WORK REQUIRED:
Can you reproduce the lines of the material below word for word, beginning with the line that contains "Please trace the outline of every instance of the white wall." and continuing through the line that contains "M 261 143 L", with both of those lines included?

AVAILABLE DATA:

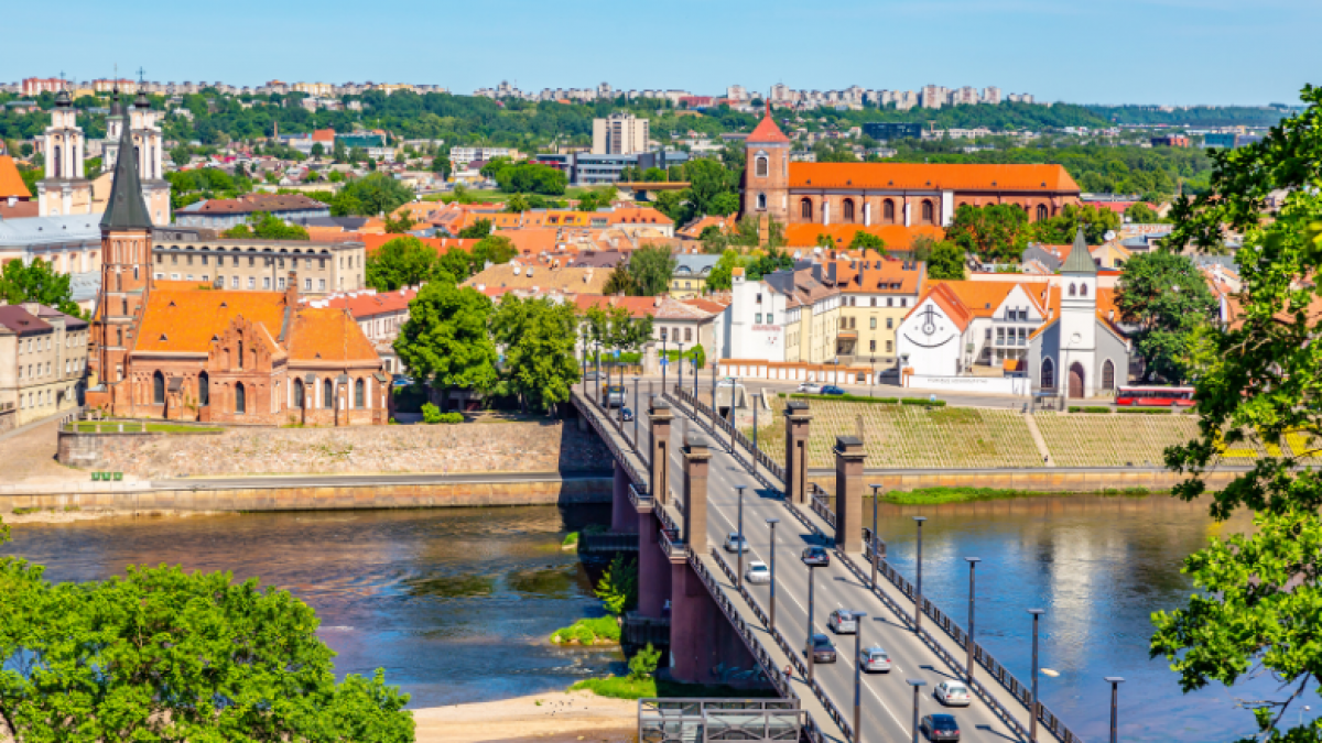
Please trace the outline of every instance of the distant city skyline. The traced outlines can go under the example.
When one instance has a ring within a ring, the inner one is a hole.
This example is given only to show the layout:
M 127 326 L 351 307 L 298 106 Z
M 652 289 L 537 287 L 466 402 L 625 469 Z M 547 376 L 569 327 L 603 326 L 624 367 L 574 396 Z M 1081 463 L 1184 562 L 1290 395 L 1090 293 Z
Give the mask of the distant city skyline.
M 141 66 L 160 82 L 254 87 L 370 79 L 467 95 L 508 79 L 524 90 L 609 82 L 718 95 L 730 85 L 764 93 L 776 83 L 935 83 L 1026 91 L 1039 102 L 1169 106 L 1293 104 L 1303 83 L 1322 83 L 1310 37 L 1322 26 L 1322 4 L 1307 0 L 879 0 L 809 12 L 784 0 L 678 0 L 664 13 L 600 9 L 582 0 L 492 0 L 438 13 L 402 0 L 364 24 L 361 5 L 337 0 L 311 15 L 237 0 L 222 16 L 163 0 L 141 0 L 130 13 L 70 0 L 59 34 L 9 34 L 0 81 L 61 71 L 110 78 L 118 62 L 126 78 Z M 33 4 L 7 17 L 13 28 L 50 21 Z

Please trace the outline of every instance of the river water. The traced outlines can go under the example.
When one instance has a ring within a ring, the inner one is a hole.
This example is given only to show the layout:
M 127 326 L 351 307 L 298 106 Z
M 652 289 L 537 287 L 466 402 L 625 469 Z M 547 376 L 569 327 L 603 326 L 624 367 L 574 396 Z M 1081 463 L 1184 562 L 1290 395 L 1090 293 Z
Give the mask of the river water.
M 883 506 L 890 558 L 910 576 L 914 516 L 928 517 L 924 590 L 961 624 L 962 558 L 982 558 L 977 636 L 1025 681 L 1031 668 L 1025 609 L 1046 609 L 1039 666 L 1059 676 L 1040 678 L 1042 698 L 1084 739 L 1107 739 L 1104 676 L 1126 678 L 1124 740 L 1253 732 L 1235 697 L 1269 691 L 1266 680 L 1233 694 L 1218 686 L 1182 695 L 1166 662 L 1147 658 L 1150 613 L 1182 606 L 1191 591 L 1179 574 L 1183 555 L 1211 535 L 1245 529 L 1247 518 L 1216 525 L 1204 505 L 1165 496 Z M 563 689 L 621 672 L 616 652 L 546 643 L 555 628 L 600 615 L 587 570 L 559 543 L 570 530 L 608 521 L 608 506 L 107 520 L 17 525 L 3 549 L 46 565 L 53 580 L 159 563 L 259 576 L 317 609 L 341 673 L 383 666 L 390 684 L 412 694 L 411 706 L 426 707 Z M 1322 709 L 1317 702 L 1305 701 Z

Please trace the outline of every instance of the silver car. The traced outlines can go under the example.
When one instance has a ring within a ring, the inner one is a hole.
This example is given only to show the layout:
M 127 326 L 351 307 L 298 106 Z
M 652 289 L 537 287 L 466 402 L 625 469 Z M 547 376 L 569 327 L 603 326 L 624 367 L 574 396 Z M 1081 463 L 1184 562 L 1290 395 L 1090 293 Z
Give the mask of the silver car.
M 866 673 L 890 673 L 891 657 L 886 650 L 873 645 L 858 652 L 858 662 Z
M 836 635 L 853 635 L 858 632 L 858 620 L 854 619 L 854 609 L 836 609 L 830 612 L 826 627 L 830 627 Z

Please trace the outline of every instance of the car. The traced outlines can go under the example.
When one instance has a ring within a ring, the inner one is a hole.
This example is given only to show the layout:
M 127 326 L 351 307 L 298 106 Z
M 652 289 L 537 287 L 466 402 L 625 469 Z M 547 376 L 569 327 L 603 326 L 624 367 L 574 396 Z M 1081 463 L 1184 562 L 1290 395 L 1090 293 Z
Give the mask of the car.
M 826 627 L 836 635 L 854 635 L 858 632 L 858 620 L 854 619 L 854 609 L 836 609 L 826 619 Z
M 808 547 L 804 550 L 804 565 L 812 565 L 817 567 L 826 567 L 830 565 L 830 553 L 824 547 Z
M 755 559 L 748 563 L 748 570 L 744 570 L 744 580 L 750 583 L 771 583 L 771 568 L 760 559 Z
M 858 652 L 858 662 L 867 673 L 890 673 L 891 656 L 882 648 L 873 645 Z
M 960 739 L 960 723 L 954 722 L 954 715 L 924 715 L 917 727 L 928 740 Z
M 966 707 L 972 703 L 969 687 L 958 681 L 943 681 L 932 689 L 932 695 L 947 707 Z
M 808 656 L 808 650 L 813 653 L 813 662 L 818 664 L 833 664 L 836 662 L 836 644 L 830 641 L 830 637 L 817 633 L 813 635 L 812 640 L 808 641 L 804 656 Z
M 743 538 L 738 531 L 731 531 L 726 537 L 726 551 L 727 553 L 747 553 L 748 539 Z

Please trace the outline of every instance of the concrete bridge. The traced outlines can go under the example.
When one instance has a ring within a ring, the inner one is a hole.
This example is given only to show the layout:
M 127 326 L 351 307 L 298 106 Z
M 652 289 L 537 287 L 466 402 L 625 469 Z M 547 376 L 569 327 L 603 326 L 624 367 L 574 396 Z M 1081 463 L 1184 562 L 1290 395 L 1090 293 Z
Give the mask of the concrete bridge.
M 594 394 L 576 387 L 572 402 L 615 455 L 612 531 L 637 534 L 639 609 L 631 621 L 653 636 L 669 621 L 676 680 L 764 680 L 798 699 L 818 743 L 916 739 L 916 719 L 936 713 L 956 717 L 962 740 L 1079 740 L 1040 703 L 1034 721 L 1030 689 L 977 643 L 969 678 L 964 629 L 917 595 L 863 525 L 862 442 L 837 442 L 834 493 L 809 483 L 805 401 L 784 412 L 781 467 L 689 391 L 653 397 L 636 423 L 620 422 L 619 410 L 603 409 Z M 740 579 L 738 555 L 720 546 L 736 531 L 748 541 L 746 561 L 773 566 L 771 586 Z M 832 550 L 828 567 L 801 562 L 812 545 Z M 836 637 L 838 662 L 806 665 L 809 625 L 829 635 L 826 619 L 837 608 L 867 613 L 862 646 L 884 648 L 890 673 L 858 674 L 850 636 Z M 795 669 L 788 681 L 787 666 Z M 969 707 L 945 709 L 932 697 L 947 680 L 973 689 Z

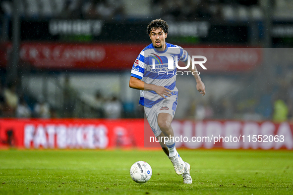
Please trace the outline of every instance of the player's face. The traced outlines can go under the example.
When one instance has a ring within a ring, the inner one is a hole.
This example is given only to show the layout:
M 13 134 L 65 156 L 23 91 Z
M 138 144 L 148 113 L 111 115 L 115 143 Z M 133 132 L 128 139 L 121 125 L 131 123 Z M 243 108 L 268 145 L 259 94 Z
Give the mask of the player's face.
M 161 28 L 153 29 L 149 34 L 153 45 L 155 48 L 166 48 L 165 39 L 167 34 Z

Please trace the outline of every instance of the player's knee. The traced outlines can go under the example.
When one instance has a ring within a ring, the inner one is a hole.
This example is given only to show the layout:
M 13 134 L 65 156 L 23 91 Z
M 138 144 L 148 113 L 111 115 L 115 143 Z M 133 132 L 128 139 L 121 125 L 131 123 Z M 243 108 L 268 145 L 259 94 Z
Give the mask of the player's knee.
M 168 131 L 171 128 L 171 124 L 166 121 L 158 121 L 158 125 L 163 131 Z

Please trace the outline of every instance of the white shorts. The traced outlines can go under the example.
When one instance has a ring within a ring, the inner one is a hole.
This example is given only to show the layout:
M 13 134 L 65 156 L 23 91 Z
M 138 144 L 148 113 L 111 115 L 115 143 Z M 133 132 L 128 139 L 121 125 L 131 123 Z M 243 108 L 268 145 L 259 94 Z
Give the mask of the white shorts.
M 168 113 L 173 118 L 177 107 L 177 96 L 173 95 L 167 97 L 167 99 L 162 100 L 151 108 L 144 106 L 145 115 L 155 136 L 159 136 L 162 133 L 158 125 L 158 115 L 160 113 Z

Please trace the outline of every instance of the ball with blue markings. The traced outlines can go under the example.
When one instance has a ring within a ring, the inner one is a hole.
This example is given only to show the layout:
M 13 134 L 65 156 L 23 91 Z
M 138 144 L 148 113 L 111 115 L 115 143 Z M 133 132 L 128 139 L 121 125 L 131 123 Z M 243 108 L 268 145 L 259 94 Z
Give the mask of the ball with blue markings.
M 152 168 L 147 162 L 139 161 L 134 163 L 130 168 L 130 177 L 139 184 L 143 184 L 151 179 Z

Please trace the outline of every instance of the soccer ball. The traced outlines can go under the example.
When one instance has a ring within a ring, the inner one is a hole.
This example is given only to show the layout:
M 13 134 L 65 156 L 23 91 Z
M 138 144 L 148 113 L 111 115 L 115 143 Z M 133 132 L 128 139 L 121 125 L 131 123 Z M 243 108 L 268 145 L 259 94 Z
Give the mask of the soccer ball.
M 135 162 L 130 168 L 130 176 L 136 183 L 143 184 L 151 179 L 152 168 L 147 162 L 139 161 Z

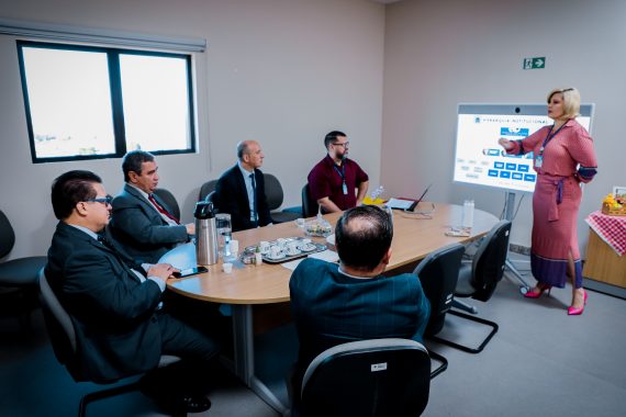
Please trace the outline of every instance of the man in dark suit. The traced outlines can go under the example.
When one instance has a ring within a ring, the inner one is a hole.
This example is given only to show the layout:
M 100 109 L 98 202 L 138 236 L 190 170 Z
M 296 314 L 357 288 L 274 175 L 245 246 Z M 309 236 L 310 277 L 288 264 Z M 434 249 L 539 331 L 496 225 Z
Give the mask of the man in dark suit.
M 180 390 L 167 404 L 208 409 L 206 375 L 199 372 L 212 367 L 217 346 L 160 311 L 166 281 L 176 269 L 128 266 L 107 246 L 99 233 L 109 223 L 111 196 L 93 172 L 58 177 L 52 203 L 59 223 L 45 273 L 74 324 L 86 380 L 114 381 L 155 369 L 161 354 L 178 356 L 197 372 L 163 386 L 166 393 Z
M 339 264 L 305 259 L 289 282 L 300 339 L 293 386 L 324 350 L 347 341 L 388 337 L 422 340 L 431 304 L 412 273 L 384 277 L 393 225 L 377 206 L 346 211 L 335 227 Z
M 213 201 L 220 213 L 230 213 L 233 230 L 246 230 L 271 223 L 262 166 L 262 150 L 256 140 L 237 144 L 237 165 L 220 177 Z
M 154 191 L 158 166 L 152 154 L 133 150 L 124 156 L 124 189 L 113 199 L 111 235 L 139 262 L 158 262 L 168 250 L 195 234 L 193 223 L 181 225 Z

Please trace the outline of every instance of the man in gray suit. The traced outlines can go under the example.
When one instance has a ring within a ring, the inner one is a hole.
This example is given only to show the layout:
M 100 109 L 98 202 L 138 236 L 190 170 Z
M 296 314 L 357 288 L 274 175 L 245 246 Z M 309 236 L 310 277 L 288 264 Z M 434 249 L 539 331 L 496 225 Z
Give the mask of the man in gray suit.
M 124 189 L 113 199 L 111 235 L 137 262 L 155 263 L 159 258 L 195 234 L 193 223 L 181 225 L 154 191 L 158 187 L 155 157 L 144 150 L 124 156 Z
M 147 393 L 170 410 L 208 409 L 206 379 L 217 345 L 160 308 L 176 269 L 128 264 L 99 235 L 109 223 L 111 196 L 93 172 L 58 177 L 52 202 L 59 223 L 45 273 L 76 330 L 82 380 L 110 382 L 150 371 L 161 354 L 172 354 L 182 359 L 176 381 L 155 380 L 160 383 L 146 385 Z

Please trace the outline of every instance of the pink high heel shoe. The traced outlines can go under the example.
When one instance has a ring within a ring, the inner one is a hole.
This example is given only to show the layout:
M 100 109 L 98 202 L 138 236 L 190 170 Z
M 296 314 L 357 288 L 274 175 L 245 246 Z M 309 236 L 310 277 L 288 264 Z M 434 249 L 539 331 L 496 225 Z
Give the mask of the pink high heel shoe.
M 580 316 L 582 314 L 582 312 L 584 312 L 584 306 L 586 305 L 586 291 L 584 291 L 584 297 L 583 297 L 583 303 L 582 303 L 582 307 L 572 307 L 570 306 L 568 308 L 568 316 Z
M 552 285 L 548 285 L 548 284 L 544 284 L 543 282 L 539 282 L 537 284 L 537 290 L 539 290 L 539 291 L 528 291 L 526 294 L 524 294 L 524 296 L 526 298 L 538 298 L 541 296 L 544 291 L 547 291 L 548 295 L 550 295 L 550 291 L 552 290 Z

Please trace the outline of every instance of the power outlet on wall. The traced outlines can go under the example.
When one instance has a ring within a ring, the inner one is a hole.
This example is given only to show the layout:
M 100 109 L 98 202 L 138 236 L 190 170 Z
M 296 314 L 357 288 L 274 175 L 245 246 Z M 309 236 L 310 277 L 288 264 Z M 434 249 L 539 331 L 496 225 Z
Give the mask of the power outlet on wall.
M 510 244 L 508 250 L 511 250 L 512 252 L 515 252 L 515 253 L 530 256 L 530 247 L 528 247 L 528 246 Z

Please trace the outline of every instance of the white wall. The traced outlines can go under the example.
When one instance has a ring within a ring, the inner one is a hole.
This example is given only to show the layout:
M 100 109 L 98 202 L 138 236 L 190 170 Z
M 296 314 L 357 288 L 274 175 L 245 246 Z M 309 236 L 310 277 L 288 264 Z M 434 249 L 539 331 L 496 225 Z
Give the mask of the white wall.
M 261 143 L 264 169 L 281 181 L 283 206 L 300 205 L 323 137 L 345 131 L 351 156 L 380 177 L 384 5 L 364 0 L 0 0 L 0 16 L 204 37 L 197 54 L 199 154 L 157 158 L 160 187 L 192 219 L 200 185 L 235 161 L 235 144 Z M 56 219 L 49 184 L 69 169 L 122 187 L 120 159 L 33 165 L 14 38 L 0 35 L 0 208 L 16 230 L 9 258 L 45 253 Z
M 626 2 L 619 0 L 404 0 L 385 9 L 381 182 L 394 195 L 429 198 L 500 215 L 504 192 L 452 184 L 459 102 L 545 102 L 555 87 L 574 86 L 596 103 L 592 137 L 599 174 L 585 187 L 586 214 L 613 185 L 626 185 L 623 98 L 626 92 Z M 547 57 L 523 70 L 525 57 Z M 517 194 L 519 202 L 522 193 Z M 513 223 L 512 243 L 529 246 L 532 195 Z M 582 252 L 584 256 L 584 251 Z

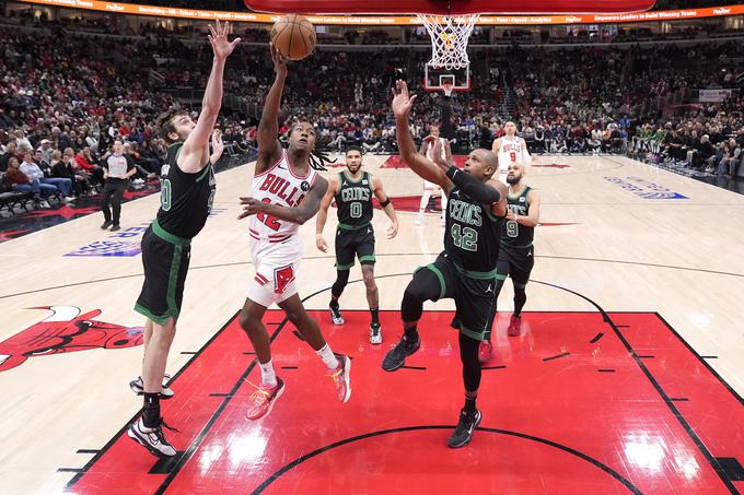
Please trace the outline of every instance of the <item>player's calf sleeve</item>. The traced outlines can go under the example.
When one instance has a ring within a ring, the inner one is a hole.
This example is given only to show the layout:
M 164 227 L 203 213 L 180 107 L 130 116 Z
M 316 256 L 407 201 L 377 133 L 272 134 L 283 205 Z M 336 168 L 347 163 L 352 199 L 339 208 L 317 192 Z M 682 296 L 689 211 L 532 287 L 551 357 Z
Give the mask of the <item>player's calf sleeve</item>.
M 460 360 L 463 362 L 463 384 L 467 391 L 475 391 L 480 387 L 479 344 L 479 341 L 460 333 Z
M 349 270 L 336 270 L 336 282 L 330 286 L 330 294 L 336 298 L 340 297 L 348 283 Z
M 527 293 L 525 292 L 525 285 L 514 284 L 514 314 L 521 315 L 524 303 L 527 302 Z

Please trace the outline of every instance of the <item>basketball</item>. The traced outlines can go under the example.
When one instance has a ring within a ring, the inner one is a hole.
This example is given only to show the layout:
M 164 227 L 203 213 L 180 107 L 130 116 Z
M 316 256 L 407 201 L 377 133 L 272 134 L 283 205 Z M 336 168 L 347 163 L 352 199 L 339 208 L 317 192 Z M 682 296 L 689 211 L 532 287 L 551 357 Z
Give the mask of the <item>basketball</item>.
M 302 15 L 287 14 L 271 27 L 271 43 L 290 60 L 302 60 L 315 48 L 315 26 Z

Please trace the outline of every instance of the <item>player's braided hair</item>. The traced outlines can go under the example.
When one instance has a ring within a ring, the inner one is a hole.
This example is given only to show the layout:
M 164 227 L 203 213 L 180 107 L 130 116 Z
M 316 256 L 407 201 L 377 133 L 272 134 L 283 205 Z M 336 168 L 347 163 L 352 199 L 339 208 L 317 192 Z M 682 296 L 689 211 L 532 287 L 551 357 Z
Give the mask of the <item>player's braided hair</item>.
M 310 121 L 306 120 L 306 119 L 302 119 L 300 121 L 310 123 Z M 289 131 L 290 135 L 292 134 L 293 130 L 294 130 L 294 126 L 292 126 L 292 128 L 290 128 L 290 131 Z M 310 166 L 312 168 L 316 169 L 316 170 L 325 172 L 325 170 L 327 170 L 327 168 L 325 167 L 326 163 L 336 163 L 336 161 L 330 160 L 328 157 L 328 151 L 324 150 L 323 144 L 319 144 L 319 142 L 316 141 L 315 150 L 313 150 L 310 153 Z
M 327 170 L 325 167 L 326 163 L 336 163 L 336 160 L 330 160 L 328 157 L 327 151 L 316 149 L 310 154 L 310 166 L 316 170 Z

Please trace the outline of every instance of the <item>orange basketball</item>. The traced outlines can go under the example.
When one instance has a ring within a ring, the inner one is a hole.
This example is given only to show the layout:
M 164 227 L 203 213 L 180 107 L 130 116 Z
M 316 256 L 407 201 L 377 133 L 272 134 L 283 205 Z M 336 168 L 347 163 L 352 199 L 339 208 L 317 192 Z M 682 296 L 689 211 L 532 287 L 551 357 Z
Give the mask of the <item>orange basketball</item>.
M 271 27 L 271 43 L 290 60 L 302 60 L 315 48 L 315 26 L 302 15 L 287 14 Z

SOLUTION FOR THIS PROBLEM:
Please trace the outline of every instance of the white wall. The traced outlines can go under the example.
When one instance has a ring within a ring, the inner one is a hole.
This example is given only to show the layout:
M 100 109 L 98 202 L 138 236 L 190 170 Z
M 296 314 L 357 288 L 274 175 L 245 246 Z M 309 236 L 310 277 L 288 264 Z M 434 249 L 539 331 L 496 225 Z
Give the mask of the white wall.
M 261 143 L 264 169 L 281 181 L 283 206 L 300 205 L 323 137 L 345 131 L 351 156 L 380 177 L 384 5 L 364 0 L 0 0 L 0 16 L 204 37 L 197 54 L 199 154 L 157 158 L 160 187 L 192 219 L 200 185 L 235 161 L 235 144 Z M 56 219 L 49 184 L 69 169 L 122 187 L 120 159 L 33 165 L 14 38 L 0 35 L 0 208 L 16 230 L 9 258 L 45 253 Z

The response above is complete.